Short problem 1
In the arrow forum thread, why does outdoorsman3 recommend anything but Carbon Express? Answer in one to three sentences.
Short problem 2
Transcribe the arrow forum thread between "## N7709K (Dec" and "looking at spending?", inclusive.
Short problem 3
According to the arrow forum thread, how much do the carbon injection arrows cost for bare shafts?

# Hey talk to me about arrows



## bigbulls10 (Jul 25, 2010)

out of the 3, i say fmj's. i do not have good expiriences with carbon express.


----------



## outdoorsman3 (Nov 15, 2010)

anything but carbon express :smile:

sorry, I dont like my arrows made in Korea...


----------



## [email protected] (Jun 15, 2011)

Oh yeah. That too^


----------



## outdoorsman3 (Nov 15, 2010)

dont forget about the new carbon injection.. they look nice. I wish that easton still made the epic though


----------



## OHMathewsKid15 (Oct 8, 2011)

outdoorsman3 said:


> anything but carbon express :smile:
> 
> sorry, I dont like my arrows made in *Korea*...


Nor do l. Ive had problems with every kind of arrow I owned but Eastons
Are you looking for a hunting arrow or somthing for Target/3D?


----------



## [email protected] (Jun 15, 2011)

outdoorsman3 said:


> dont forget about the new carbon injection.. they look nice. I wish that easton still made the epic though


 Yes they do but they're also $160 for bare shafts. And you can only use Deep Six components and broadheads.


----------



## outdoorsman3 (Nov 15, 2010)

holy crap, I still want em! cause im gonna shoot the killzone anyways.


----------



## N7709K (Dec 17, 2008)

the fmj's are heavy but do carry some benefits over the other shafts. i don't like cx just from my run ins with them, dont matter where they are made they are either good or bad, imo....

what you looking at spending?

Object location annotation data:

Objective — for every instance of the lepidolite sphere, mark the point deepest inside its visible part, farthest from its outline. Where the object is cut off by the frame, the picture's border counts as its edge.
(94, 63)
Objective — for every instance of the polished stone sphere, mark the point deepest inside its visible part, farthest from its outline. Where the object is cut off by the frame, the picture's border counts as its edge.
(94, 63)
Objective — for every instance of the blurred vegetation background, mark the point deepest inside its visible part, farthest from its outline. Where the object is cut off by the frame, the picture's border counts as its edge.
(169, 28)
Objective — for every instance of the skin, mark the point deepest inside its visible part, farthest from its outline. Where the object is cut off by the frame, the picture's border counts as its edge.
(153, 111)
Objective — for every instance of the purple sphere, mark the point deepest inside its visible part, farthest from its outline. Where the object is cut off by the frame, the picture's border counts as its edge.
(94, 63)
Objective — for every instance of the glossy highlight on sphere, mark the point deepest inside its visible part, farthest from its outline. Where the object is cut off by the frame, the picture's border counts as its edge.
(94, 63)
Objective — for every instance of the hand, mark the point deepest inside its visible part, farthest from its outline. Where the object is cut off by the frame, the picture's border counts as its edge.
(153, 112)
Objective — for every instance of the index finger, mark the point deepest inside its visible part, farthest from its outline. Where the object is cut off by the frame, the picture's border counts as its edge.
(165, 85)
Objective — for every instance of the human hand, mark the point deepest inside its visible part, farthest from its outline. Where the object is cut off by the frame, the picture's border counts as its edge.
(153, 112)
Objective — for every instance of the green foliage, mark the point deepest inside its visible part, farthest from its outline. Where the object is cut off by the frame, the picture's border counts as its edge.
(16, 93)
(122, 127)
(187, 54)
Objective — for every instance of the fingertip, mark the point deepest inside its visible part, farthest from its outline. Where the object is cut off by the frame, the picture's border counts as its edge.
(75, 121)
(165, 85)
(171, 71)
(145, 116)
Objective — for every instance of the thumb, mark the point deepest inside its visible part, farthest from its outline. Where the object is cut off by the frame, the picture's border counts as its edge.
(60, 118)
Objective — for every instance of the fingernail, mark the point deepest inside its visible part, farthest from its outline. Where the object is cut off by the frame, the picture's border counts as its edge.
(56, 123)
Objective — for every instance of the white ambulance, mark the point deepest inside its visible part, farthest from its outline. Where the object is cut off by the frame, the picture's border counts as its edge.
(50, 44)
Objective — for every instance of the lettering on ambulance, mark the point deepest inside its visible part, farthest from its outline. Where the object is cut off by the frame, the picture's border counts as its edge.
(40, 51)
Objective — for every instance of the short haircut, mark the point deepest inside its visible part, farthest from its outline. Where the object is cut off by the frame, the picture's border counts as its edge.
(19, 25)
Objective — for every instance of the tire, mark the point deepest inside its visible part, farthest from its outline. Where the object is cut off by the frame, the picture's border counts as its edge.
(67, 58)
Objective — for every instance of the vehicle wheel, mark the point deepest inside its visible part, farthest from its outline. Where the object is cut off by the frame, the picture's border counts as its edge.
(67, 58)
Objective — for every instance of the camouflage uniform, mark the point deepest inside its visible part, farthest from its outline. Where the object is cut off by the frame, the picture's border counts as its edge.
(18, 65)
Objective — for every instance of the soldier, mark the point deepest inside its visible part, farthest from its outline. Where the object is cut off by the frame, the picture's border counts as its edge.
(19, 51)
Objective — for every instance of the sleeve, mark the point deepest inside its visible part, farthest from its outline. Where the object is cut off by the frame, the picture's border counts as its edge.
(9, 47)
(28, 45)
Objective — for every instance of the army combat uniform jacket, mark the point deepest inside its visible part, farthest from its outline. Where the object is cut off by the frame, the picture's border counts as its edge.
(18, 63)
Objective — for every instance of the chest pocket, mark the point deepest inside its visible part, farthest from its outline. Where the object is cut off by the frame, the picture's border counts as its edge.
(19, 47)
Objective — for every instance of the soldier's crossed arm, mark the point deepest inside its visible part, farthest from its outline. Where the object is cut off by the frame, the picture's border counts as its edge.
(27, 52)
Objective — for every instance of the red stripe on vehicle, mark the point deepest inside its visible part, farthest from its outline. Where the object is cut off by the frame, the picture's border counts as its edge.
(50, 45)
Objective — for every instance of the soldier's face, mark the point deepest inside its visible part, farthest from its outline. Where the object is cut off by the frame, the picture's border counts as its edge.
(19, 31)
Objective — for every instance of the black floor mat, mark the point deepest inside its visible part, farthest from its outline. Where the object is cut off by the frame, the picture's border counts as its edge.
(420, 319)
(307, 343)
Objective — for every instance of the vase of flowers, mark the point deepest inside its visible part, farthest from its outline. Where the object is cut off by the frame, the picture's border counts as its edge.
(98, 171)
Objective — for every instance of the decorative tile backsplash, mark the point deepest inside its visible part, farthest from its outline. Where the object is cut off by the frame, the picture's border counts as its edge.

---

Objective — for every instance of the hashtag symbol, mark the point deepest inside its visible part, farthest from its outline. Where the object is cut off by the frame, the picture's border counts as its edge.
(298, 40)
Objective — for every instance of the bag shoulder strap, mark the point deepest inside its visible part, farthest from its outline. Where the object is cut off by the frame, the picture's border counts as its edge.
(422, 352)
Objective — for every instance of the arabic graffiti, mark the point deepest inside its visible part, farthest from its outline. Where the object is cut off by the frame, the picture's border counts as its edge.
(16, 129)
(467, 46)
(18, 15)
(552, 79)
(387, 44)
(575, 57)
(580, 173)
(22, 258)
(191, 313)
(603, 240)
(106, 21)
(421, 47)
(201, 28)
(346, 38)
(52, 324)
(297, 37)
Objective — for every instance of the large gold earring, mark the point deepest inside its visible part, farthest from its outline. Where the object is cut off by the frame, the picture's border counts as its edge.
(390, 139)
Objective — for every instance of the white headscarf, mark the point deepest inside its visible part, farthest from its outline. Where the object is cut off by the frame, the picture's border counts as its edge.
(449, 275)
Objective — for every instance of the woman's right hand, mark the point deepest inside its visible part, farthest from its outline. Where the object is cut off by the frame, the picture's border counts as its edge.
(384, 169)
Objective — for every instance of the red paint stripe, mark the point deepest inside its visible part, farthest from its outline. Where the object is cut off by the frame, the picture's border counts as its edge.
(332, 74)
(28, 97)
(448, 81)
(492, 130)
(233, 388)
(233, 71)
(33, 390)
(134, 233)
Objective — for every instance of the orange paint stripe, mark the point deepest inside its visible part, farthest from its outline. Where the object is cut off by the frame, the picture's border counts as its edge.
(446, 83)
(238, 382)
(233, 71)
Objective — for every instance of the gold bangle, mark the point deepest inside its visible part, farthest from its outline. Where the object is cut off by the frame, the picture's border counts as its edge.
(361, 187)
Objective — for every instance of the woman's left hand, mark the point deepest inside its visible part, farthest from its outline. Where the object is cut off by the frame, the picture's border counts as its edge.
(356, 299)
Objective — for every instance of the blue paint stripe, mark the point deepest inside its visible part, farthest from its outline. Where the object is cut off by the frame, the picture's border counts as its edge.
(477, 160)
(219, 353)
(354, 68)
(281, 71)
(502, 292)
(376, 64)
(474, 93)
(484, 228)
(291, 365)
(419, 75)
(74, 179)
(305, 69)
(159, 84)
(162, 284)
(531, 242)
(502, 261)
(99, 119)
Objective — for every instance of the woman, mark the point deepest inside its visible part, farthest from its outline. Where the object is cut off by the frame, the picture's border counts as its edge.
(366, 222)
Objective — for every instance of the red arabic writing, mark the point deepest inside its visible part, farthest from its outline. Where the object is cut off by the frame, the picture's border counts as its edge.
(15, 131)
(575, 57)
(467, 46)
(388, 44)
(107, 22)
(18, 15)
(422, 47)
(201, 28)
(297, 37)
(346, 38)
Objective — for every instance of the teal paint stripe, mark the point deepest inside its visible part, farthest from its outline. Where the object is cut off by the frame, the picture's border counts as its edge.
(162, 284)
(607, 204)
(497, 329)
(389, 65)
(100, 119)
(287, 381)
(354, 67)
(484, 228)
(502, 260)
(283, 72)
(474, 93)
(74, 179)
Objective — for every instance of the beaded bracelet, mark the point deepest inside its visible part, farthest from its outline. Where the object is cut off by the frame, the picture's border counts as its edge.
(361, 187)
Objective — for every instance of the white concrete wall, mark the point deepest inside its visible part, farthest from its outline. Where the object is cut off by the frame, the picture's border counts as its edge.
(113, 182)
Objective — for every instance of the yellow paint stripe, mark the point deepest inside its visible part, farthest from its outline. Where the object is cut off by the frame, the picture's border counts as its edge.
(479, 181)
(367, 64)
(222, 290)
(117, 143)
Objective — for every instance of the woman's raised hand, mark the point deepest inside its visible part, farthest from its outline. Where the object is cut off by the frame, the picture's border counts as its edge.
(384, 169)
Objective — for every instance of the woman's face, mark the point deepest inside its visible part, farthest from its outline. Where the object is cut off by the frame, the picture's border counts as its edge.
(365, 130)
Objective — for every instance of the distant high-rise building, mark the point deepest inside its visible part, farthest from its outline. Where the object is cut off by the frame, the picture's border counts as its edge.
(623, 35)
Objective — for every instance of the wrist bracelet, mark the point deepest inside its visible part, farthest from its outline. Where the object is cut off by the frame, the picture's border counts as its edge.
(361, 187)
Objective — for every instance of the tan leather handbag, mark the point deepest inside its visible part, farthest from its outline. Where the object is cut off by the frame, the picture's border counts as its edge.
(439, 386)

...

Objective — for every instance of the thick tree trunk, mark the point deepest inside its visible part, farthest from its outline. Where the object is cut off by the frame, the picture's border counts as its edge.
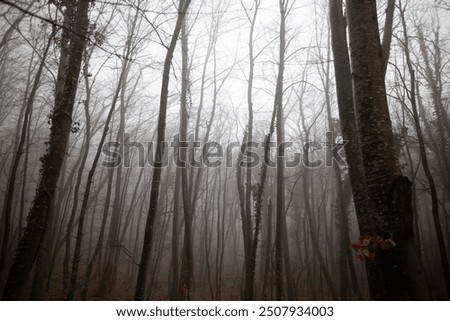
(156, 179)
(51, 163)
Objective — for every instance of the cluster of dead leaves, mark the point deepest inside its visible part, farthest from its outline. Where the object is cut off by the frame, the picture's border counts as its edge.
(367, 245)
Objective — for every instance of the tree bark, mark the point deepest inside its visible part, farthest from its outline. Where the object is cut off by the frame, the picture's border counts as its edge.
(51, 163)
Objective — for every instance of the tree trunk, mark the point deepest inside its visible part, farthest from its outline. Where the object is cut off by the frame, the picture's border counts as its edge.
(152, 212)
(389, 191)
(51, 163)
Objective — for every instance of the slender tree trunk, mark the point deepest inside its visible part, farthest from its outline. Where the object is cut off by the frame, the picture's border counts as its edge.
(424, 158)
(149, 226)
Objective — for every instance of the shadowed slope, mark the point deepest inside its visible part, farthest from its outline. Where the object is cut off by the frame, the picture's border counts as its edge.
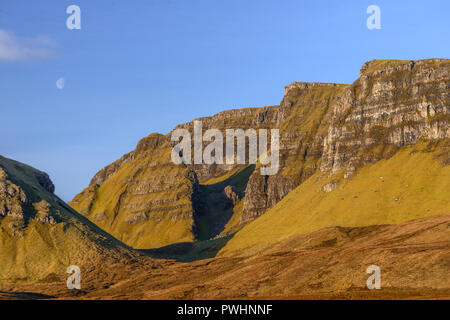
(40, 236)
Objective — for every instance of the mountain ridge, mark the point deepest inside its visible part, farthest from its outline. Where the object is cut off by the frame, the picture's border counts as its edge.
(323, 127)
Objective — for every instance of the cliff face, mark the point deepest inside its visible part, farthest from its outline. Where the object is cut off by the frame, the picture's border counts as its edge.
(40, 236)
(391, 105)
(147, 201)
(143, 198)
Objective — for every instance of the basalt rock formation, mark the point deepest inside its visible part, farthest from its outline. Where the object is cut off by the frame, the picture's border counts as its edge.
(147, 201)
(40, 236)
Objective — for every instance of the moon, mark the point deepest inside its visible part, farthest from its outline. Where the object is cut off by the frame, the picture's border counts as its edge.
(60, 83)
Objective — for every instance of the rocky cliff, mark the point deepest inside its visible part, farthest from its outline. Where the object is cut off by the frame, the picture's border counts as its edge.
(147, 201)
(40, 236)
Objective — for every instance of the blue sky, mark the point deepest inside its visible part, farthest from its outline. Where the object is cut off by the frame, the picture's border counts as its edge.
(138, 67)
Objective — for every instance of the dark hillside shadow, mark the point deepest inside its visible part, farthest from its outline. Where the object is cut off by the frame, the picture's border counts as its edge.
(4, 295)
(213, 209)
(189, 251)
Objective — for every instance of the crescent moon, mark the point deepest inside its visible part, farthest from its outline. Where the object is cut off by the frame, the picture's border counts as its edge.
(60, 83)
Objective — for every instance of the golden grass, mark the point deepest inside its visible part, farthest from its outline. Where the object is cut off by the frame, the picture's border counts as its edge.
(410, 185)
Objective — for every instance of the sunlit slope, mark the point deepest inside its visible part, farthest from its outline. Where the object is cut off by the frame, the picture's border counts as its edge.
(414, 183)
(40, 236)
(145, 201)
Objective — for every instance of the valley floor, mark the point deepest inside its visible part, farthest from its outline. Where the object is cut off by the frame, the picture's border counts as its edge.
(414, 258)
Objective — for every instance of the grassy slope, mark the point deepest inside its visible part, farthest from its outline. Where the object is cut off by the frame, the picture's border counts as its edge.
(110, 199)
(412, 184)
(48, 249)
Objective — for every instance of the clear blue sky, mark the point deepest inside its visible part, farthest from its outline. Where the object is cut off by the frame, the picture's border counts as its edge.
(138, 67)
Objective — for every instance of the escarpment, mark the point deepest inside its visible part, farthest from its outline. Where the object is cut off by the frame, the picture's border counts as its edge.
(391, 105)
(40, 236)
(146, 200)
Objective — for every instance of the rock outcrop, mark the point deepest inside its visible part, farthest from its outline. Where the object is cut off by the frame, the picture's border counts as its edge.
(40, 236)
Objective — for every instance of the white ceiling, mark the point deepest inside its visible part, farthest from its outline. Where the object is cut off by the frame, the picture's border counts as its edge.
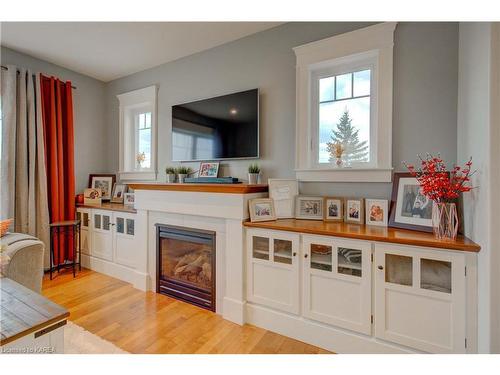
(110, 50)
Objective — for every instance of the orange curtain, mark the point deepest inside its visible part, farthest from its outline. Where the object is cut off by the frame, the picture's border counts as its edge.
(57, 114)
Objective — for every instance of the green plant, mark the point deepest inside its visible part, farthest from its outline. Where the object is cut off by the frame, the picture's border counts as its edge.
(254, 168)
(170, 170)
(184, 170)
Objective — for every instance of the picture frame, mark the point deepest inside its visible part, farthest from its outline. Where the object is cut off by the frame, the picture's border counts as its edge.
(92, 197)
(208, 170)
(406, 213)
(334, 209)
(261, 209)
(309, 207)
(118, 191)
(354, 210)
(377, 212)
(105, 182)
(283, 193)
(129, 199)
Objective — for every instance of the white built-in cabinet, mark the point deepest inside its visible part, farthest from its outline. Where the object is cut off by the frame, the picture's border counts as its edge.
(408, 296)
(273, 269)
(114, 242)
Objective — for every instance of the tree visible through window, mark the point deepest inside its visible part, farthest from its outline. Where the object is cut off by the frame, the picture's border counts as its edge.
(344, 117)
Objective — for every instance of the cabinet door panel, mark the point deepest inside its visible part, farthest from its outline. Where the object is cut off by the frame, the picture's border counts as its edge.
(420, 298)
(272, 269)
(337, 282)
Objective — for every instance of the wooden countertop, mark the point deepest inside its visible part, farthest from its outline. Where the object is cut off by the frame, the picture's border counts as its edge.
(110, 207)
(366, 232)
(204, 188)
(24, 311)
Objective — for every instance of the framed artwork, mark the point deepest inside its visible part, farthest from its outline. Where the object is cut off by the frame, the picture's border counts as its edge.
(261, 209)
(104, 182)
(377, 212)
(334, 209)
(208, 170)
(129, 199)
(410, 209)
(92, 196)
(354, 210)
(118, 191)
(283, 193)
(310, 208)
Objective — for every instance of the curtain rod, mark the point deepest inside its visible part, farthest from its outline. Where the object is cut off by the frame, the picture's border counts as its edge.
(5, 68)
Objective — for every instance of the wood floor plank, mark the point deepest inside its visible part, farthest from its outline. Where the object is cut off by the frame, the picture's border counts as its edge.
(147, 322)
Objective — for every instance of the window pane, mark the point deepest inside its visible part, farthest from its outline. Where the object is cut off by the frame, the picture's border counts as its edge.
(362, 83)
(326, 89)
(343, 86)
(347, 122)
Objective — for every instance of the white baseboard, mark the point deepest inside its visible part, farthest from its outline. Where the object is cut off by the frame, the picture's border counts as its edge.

Finished answer 1
outdoorsman3 says he doesn't like his arrows made in Korea.

Finished answer 2
## N7709K (Dec 17, 2008)

the fmj's are heavy but do carry some benefits over the other shafts. i don't like cx just from my run ins with them, dont matter where they are made they are either good or bad, imo....

what you looking at spending?

Finished answer 3
They cost $160 for bare shafts.